*PROBLEM REQUIREMENTS*: Reproduce the lines of the listing below without any change, from the line with "of the yellow" to the line with "<point>315,190</point>", both included.

*DATA SUPPLIED*:
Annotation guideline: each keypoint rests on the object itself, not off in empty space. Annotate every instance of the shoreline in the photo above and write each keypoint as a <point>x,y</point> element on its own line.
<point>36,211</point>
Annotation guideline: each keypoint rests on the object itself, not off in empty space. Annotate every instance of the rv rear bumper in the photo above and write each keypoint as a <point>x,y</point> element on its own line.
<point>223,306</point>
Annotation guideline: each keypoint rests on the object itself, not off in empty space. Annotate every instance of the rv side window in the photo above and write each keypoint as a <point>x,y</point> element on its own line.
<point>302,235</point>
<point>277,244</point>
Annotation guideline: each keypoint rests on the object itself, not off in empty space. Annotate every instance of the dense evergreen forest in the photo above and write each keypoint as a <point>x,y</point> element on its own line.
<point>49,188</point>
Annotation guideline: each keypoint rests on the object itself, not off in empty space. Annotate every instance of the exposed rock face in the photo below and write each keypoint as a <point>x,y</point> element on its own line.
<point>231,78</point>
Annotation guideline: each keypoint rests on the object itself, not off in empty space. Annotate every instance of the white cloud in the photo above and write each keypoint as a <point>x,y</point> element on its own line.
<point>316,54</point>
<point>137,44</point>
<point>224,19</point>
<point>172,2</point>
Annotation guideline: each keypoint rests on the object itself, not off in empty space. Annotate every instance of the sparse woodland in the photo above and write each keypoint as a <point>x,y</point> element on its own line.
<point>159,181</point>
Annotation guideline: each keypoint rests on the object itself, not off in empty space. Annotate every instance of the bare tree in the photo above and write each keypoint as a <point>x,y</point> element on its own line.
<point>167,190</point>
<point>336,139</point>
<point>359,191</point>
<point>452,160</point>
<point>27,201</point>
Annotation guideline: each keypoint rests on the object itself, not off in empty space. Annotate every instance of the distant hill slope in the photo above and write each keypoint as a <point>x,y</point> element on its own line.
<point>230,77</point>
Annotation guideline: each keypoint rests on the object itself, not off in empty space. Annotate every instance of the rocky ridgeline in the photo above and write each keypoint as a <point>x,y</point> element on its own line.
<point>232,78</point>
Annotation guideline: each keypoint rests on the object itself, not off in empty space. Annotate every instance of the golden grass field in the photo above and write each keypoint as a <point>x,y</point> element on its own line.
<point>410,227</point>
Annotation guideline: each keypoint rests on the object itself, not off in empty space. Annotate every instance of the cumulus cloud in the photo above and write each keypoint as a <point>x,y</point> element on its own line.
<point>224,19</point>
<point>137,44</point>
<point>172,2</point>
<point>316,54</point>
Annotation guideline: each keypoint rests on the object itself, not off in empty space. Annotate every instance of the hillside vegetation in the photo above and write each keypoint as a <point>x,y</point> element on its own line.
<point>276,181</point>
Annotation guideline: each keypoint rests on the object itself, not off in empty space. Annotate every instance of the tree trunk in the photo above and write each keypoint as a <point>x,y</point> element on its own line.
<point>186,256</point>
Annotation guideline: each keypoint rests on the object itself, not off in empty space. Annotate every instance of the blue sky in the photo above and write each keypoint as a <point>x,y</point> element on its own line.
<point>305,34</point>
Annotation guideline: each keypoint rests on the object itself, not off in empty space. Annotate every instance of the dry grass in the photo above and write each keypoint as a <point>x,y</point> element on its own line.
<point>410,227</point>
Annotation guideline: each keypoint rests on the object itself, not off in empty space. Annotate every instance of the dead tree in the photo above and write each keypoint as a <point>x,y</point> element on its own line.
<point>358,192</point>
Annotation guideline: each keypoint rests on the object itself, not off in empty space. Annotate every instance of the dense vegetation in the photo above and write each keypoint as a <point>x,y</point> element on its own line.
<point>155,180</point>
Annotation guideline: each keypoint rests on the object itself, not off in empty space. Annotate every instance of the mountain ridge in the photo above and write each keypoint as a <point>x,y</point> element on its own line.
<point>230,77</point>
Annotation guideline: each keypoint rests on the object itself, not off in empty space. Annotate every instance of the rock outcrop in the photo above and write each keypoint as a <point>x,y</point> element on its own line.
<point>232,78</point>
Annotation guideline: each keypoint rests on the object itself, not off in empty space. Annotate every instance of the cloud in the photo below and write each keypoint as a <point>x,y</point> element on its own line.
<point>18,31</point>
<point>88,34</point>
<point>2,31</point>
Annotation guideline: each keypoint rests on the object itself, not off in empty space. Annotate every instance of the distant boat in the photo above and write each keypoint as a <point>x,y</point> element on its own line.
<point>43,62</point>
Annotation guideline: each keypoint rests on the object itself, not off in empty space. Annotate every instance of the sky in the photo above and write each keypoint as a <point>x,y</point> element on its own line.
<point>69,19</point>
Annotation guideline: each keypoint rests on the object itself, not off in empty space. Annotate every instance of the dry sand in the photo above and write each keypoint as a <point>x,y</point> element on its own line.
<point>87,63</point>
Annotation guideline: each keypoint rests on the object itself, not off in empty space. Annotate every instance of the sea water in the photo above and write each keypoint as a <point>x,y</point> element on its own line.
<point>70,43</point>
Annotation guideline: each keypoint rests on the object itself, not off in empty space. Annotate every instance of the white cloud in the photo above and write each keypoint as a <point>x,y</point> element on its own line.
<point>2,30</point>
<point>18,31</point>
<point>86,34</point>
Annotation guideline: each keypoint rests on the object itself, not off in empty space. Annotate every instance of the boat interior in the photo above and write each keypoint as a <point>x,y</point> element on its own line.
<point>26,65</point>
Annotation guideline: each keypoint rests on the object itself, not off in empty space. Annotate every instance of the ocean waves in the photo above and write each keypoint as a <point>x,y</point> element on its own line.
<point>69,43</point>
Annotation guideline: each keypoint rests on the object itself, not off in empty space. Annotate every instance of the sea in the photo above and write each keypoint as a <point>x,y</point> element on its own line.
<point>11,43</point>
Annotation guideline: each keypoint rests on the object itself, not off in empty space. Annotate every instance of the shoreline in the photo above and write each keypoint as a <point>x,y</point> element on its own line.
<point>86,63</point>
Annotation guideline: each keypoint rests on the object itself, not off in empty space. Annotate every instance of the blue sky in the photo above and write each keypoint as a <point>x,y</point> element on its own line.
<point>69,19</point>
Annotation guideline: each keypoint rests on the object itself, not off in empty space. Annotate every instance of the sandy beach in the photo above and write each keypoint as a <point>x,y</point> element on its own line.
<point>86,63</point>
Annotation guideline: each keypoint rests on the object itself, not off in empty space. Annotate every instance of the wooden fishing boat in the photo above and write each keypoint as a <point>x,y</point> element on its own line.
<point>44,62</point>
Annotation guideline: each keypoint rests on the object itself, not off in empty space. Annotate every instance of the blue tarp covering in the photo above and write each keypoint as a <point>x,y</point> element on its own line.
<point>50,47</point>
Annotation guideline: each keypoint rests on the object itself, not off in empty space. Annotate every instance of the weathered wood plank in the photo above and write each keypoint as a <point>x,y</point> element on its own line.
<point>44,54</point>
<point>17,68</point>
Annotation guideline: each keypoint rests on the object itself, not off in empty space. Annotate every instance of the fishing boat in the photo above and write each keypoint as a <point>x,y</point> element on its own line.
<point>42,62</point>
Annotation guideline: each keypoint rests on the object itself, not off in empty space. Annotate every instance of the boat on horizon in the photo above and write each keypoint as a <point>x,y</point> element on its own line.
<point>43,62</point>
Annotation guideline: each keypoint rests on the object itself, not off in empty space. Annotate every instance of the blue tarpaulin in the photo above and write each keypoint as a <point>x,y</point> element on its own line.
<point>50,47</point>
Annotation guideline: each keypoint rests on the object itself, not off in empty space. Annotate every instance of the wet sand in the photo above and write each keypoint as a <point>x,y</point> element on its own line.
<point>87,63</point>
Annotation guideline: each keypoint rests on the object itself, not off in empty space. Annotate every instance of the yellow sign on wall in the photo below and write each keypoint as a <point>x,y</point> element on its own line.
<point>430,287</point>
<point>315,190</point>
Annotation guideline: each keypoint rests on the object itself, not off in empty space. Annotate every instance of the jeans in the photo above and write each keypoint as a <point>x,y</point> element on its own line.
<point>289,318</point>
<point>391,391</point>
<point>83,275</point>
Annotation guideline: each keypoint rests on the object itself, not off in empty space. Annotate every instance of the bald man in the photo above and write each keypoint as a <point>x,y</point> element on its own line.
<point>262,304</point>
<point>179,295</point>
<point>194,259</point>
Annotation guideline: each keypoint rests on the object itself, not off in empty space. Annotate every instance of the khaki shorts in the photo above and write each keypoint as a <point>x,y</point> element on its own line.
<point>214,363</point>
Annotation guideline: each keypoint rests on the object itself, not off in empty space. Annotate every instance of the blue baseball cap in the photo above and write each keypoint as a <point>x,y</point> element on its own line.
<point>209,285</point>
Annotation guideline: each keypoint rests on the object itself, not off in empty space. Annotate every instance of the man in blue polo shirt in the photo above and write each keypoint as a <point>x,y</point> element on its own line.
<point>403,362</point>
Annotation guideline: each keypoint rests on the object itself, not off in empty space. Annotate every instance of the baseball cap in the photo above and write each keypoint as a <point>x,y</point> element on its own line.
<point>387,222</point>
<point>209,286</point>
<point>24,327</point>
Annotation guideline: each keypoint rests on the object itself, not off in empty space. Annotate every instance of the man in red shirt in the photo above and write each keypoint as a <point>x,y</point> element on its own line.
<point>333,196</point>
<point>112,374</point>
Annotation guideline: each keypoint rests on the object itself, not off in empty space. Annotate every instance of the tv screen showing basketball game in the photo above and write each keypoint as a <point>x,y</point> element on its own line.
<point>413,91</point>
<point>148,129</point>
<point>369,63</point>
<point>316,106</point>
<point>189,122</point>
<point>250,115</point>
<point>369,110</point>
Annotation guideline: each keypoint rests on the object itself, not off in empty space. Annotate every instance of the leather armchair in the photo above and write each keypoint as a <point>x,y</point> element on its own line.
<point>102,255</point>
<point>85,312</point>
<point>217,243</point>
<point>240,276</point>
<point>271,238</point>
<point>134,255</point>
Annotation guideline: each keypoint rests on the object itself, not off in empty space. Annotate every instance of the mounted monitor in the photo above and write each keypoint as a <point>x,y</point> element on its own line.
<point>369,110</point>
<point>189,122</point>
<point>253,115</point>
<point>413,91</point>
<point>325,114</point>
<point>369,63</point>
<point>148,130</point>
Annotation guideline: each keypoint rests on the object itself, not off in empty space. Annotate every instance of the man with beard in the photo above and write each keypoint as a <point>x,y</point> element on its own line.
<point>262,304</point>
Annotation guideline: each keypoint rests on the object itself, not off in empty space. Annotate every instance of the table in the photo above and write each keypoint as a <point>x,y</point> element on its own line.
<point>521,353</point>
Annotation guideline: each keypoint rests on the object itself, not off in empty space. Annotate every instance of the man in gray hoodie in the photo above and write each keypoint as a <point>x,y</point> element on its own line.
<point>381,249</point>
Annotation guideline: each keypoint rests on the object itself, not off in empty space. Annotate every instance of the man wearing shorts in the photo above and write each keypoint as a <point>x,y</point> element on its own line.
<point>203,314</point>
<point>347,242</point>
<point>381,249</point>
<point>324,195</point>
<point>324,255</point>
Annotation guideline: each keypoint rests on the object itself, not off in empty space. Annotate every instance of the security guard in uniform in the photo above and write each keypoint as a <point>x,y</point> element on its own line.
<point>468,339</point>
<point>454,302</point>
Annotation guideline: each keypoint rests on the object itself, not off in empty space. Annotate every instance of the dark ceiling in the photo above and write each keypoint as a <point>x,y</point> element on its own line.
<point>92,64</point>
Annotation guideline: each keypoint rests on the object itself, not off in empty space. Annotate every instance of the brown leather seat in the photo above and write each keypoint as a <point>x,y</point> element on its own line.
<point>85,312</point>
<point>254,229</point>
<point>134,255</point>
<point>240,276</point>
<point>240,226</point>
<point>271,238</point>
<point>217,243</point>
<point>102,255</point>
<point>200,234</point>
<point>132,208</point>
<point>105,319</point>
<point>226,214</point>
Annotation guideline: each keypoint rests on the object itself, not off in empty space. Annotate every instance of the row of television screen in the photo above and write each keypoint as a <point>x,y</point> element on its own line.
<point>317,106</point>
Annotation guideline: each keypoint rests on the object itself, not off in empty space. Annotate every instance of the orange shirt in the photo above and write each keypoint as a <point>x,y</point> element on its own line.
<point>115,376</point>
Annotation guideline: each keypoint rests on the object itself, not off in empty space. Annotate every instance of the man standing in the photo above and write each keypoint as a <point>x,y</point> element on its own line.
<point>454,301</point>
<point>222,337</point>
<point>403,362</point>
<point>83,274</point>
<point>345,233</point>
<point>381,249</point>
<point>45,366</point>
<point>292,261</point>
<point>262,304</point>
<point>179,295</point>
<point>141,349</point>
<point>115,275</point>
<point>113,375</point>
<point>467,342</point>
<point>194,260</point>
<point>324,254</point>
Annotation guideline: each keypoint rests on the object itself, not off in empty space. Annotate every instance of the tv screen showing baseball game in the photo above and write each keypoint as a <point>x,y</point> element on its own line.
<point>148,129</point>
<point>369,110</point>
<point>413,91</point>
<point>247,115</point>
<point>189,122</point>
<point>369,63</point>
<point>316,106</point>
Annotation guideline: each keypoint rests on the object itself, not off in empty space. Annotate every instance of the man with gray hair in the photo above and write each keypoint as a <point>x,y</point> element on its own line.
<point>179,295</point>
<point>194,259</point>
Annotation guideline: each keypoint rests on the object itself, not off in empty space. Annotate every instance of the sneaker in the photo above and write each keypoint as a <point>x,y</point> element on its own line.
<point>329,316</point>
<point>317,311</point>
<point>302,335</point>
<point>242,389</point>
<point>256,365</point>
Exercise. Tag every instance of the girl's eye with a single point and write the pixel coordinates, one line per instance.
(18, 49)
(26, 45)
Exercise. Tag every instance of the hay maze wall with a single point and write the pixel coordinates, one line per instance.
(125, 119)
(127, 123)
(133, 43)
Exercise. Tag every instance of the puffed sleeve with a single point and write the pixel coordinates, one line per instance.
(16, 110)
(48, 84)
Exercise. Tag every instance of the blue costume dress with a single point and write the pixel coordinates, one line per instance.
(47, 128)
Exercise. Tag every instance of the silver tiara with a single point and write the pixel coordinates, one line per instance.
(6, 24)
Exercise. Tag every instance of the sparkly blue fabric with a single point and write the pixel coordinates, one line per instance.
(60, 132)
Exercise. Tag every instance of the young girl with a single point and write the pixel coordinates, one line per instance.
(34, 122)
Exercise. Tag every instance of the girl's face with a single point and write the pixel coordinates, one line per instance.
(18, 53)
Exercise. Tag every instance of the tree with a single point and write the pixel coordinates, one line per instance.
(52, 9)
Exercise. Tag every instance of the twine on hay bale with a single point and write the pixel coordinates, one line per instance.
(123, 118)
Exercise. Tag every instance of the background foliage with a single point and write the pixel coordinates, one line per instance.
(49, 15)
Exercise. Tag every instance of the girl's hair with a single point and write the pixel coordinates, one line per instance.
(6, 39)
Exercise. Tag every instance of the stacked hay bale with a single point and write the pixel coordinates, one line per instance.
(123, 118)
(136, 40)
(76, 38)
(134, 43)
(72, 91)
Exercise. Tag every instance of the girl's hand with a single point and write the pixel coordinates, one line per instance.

*TASK RESULT*:
Annotation guideline: each keypoint rests on the object itself, not off in empty space. Annotate every instance of the yellow sign on wall in the photo below and write each keypoint as a <point>x,y</point> element on its own line.
<point>430,287</point>
<point>315,190</point>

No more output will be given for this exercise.